Text-to-region grounding data
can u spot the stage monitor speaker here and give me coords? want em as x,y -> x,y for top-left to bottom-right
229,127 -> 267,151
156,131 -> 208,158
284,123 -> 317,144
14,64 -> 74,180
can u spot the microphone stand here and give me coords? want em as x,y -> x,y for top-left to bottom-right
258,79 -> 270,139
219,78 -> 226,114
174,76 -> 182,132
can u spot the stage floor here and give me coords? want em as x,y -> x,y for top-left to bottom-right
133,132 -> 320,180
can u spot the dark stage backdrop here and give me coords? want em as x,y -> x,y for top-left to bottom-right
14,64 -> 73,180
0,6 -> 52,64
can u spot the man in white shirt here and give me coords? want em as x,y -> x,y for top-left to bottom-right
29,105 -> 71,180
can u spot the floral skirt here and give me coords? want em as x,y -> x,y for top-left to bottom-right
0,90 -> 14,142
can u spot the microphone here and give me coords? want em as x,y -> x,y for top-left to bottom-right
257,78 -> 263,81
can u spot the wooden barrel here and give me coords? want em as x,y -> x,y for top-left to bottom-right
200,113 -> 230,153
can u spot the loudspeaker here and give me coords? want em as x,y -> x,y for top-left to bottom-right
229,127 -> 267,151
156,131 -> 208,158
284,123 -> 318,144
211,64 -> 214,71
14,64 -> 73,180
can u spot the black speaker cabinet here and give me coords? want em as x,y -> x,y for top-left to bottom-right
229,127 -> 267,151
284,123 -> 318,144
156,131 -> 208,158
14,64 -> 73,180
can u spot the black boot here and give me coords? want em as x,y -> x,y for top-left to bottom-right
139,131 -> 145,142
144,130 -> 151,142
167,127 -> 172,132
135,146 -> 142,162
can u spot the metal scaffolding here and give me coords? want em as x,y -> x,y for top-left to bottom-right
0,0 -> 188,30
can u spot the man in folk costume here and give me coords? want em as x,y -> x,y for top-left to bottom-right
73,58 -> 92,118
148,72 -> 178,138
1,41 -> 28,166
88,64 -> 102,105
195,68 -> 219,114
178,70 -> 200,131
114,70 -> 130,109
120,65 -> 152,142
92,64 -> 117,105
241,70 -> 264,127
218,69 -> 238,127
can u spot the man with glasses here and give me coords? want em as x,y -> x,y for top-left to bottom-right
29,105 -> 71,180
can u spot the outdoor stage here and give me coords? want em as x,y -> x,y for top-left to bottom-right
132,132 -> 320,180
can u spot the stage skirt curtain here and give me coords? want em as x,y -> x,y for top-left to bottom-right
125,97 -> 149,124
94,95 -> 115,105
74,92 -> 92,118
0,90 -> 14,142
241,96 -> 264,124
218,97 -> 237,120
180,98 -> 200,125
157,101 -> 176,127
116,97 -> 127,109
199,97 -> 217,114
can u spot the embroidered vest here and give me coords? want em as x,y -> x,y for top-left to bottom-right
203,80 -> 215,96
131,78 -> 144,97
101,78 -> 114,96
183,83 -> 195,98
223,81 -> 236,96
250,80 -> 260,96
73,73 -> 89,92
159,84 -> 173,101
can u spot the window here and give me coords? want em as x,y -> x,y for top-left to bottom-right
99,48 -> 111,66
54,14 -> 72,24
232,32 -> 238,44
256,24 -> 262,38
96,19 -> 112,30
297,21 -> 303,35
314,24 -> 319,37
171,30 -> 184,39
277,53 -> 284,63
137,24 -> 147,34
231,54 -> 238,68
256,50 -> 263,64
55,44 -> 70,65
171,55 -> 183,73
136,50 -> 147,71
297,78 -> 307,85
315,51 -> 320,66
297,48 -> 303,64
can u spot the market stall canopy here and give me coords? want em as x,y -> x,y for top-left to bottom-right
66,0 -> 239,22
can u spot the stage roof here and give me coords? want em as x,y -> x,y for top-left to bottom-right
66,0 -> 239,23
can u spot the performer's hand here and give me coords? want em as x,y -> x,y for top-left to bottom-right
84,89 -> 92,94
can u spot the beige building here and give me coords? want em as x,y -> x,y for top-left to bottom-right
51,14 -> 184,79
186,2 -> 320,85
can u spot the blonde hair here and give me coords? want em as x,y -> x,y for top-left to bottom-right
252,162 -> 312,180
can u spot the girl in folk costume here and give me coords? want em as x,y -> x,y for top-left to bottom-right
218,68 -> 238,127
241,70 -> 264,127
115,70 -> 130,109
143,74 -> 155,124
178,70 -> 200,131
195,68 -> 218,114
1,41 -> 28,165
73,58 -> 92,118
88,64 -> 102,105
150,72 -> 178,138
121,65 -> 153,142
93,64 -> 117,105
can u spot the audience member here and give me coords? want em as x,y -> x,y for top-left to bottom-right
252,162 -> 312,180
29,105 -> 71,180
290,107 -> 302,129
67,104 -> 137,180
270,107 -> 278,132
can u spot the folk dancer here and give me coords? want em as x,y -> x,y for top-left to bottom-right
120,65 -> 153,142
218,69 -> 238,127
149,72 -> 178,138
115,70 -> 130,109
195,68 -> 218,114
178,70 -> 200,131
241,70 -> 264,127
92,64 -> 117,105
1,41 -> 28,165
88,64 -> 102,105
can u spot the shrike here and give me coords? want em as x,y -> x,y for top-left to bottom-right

Problem requirements:
Write out, exactly as shown, only the lines running from the one that contains "can u spot the blonde" to the last line above.

Response:
can u spot the blonde hair here and give me coords? want em as x,y -> x,y for top-left to bottom-right
252,162 -> 312,180
can u spot the girl in folk costume here and give me coords? want em as x,y -> x,y for top-left to bottom-right
218,68 -> 238,127
241,70 -> 264,127
115,70 -> 130,109
143,74 -> 155,124
178,70 -> 200,131
195,68 -> 218,114
1,41 -> 28,165
73,58 -> 92,118
88,64 -> 102,105
150,72 -> 178,138
121,65 -> 153,142
93,64 -> 117,105
can u spot the audience member here and give me coords? want em as x,y -> x,y for top-left to bottom-right
252,162 -> 312,180
29,105 -> 71,180
290,107 -> 302,129
67,104 -> 137,180
270,107 -> 278,132
can u spot the folk dancer here and give me coords? want em as x,y -> x,y for top-left to bottom-right
120,65 -> 153,142
218,69 -> 238,127
149,72 -> 178,138
115,70 -> 130,109
195,68 -> 218,114
178,70 -> 200,131
241,70 -> 264,127
92,64 -> 117,105
1,41 -> 28,165
88,64 -> 102,105
can u spot the shrike here and give me coords? want em as x,y -> x,y for top-left to bottom-right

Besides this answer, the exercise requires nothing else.